Directions. Copy every record exactly.

Input data.
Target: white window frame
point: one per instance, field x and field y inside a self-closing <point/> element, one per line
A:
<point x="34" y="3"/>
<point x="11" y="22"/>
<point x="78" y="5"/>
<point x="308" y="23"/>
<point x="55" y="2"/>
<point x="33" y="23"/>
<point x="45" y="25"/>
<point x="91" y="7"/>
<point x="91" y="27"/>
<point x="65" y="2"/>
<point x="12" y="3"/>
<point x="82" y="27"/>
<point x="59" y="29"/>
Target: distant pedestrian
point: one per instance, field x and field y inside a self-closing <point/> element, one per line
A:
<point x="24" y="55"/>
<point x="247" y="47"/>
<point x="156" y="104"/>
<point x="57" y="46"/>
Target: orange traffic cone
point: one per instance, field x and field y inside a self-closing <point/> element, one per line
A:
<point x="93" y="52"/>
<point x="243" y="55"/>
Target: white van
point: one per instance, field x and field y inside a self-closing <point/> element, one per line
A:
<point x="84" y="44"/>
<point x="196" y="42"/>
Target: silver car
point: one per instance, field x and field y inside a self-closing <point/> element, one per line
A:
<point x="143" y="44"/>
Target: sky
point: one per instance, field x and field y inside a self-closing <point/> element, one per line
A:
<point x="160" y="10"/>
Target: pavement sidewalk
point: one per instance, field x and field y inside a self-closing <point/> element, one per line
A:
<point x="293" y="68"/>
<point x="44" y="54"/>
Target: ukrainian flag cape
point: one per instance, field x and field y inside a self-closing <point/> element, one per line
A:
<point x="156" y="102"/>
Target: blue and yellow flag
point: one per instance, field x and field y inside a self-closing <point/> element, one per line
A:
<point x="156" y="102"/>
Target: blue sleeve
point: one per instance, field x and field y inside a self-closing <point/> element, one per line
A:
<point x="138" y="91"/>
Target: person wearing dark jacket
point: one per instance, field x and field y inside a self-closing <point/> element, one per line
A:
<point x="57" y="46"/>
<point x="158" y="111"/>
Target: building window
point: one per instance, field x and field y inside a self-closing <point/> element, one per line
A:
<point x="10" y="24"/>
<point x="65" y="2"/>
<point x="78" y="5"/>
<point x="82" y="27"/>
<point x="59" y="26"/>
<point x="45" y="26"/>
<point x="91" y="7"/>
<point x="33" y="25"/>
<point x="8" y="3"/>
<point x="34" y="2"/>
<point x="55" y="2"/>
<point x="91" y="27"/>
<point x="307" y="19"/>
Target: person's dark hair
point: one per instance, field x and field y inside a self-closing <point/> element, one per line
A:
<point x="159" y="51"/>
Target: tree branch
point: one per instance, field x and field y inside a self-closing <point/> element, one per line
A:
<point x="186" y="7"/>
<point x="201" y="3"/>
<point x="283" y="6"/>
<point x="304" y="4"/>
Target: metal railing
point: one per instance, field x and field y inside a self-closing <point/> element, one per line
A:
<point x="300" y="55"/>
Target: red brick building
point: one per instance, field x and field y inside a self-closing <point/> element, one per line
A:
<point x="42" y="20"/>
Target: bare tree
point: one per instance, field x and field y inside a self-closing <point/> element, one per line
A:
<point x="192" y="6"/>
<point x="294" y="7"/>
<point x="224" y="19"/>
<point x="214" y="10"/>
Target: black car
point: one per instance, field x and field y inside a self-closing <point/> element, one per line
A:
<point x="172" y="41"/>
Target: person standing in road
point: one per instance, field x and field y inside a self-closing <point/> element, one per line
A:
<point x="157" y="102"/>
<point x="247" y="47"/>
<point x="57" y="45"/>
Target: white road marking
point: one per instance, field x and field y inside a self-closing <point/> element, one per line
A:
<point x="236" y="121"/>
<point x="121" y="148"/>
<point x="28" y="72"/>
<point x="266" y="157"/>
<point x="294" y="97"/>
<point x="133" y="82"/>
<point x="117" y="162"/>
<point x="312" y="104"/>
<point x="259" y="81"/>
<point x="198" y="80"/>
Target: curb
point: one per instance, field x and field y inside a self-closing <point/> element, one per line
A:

Response below.
Target: white window frame
point: one per instance, field x and field y inside a self-closing <point/> element, one per line
A:
<point x="34" y="3"/>
<point x="11" y="22"/>
<point x="78" y="5"/>
<point x="308" y="23"/>
<point x="55" y="2"/>
<point x="33" y="23"/>
<point x="45" y="25"/>
<point x="91" y="7"/>
<point x="91" y="27"/>
<point x="65" y="2"/>
<point x="12" y="3"/>
<point x="82" y="27"/>
<point x="59" y="29"/>
Target: distant pedestrian
point: one per instance, field x and field y inside a self-closing <point/> element, one per line
A:
<point x="24" y="55"/>
<point x="247" y="47"/>
<point x="156" y="104"/>
<point x="57" y="46"/>
Target: orange traffic cone
point: one per instance, field x and field y inside a self-closing <point/> element, one per line
A:
<point x="93" y="52"/>
<point x="243" y="55"/>
Target: white van
point: one per instance, field x and field y inside a self-closing <point/> element, one per line
A:
<point x="84" y="44"/>
<point x="196" y="42"/>
Target: silver car
point: one per instance, field x and field y inside a self-closing <point/> element, one per line
A:
<point x="143" y="44"/>
Target: sky
point: one per instance, field x and field y inside a self-closing <point/> element, one per line
A:
<point x="160" y="10"/>
Target: pavement sidewalk
point: one per instance, field x and field y inside a self-closing <point/> element, one per line
A:
<point x="293" y="68"/>
<point x="44" y="54"/>
Target: ukrainian flag cape
point: one per instance, field x and field y inside a self-closing <point/> element, one per line
A:
<point x="156" y="102"/>
Target: blue and yellow flag
point: one per instance, field x and field y inside a self-closing <point/> element, one per line
A:
<point x="156" y="102"/>
Target: blue sleeve
point: one per instance, field x and field y inside a self-closing <point/> element, one per line
A:
<point x="138" y="91"/>
Target: person wearing dark jacket
point: one per instance, field x and field y inside a self-closing <point/> element, one per line
A:
<point x="57" y="46"/>
<point x="158" y="111"/>
Target: building window
point: one per instance, field x and field y inside a self-closing <point/> element, one per line
A:
<point x="10" y="24"/>
<point x="65" y="2"/>
<point x="78" y="5"/>
<point x="82" y="27"/>
<point x="59" y="26"/>
<point x="45" y="26"/>
<point x="91" y="7"/>
<point x="33" y="25"/>
<point x="8" y="3"/>
<point x="34" y="2"/>
<point x="55" y="2"/>
<point x="91" y="27"/>
<point x="307" y="19"/>
Target: person's dark hair
point: one per instance, field x and field y inside a self-closing <point/> element, one per line
A:
<point x="159" y="51"/>
Target: tree branch
point: one per instance, field x and field y inside a self-closing <point/> element, one per line
A:
<point x="186" y="7"/>
<point x="201" y="3"/>
<point x="283" y="6"/>
<point x="304" y="4"/>
Target: metal railing
point: one per instance, field x and field y inside a self-closing <point/> element, one per line
A:
<point x="300" y="55"/>
Target: red brick building
point: one per instance, field x and field y inside a self-closing <point/> element, one per line
A:
<point x="42" y="20"/>
Target: bare tree
point: one per instance, field x and field y inside a self-closing <point/> element, one per line
A:
<point x="192" y="6"/>
<point x="294" y="7"/>
<point x="224" y="19"/>
<point x="214" y="10"/>
Target: black car
point: one per instance, field x and field y inside a self-closing <point/> element, one per line
A:
<point x="172" y="41"/>
Target: person standing in road
point: one per instance, field x and field y inside a self-closing <point/> element, one per line
A:
<point x="157" y="102"/>
<point x="247" y="47"/>
<point x="57" y="45"/>
Target: white road marking
point: one per instance, field x and field y inside a self-closing <point/> element, one per line
A:
<point x="236" y="121"/>
<point x="121" y="148"/>
<point x="28" y="72"/>
<point x="266" y="157"/>
<point x="294" y="97"/>
<point x="133" y="82"/>
<point x="117" y="162"/>
<point x="312" y="104"/>
<point x="259" y="81"/>
<point x="198" y="80"/>
Target: curb
point: one per instance, field x and field y inside a self-closing <point/> element, one per line
A:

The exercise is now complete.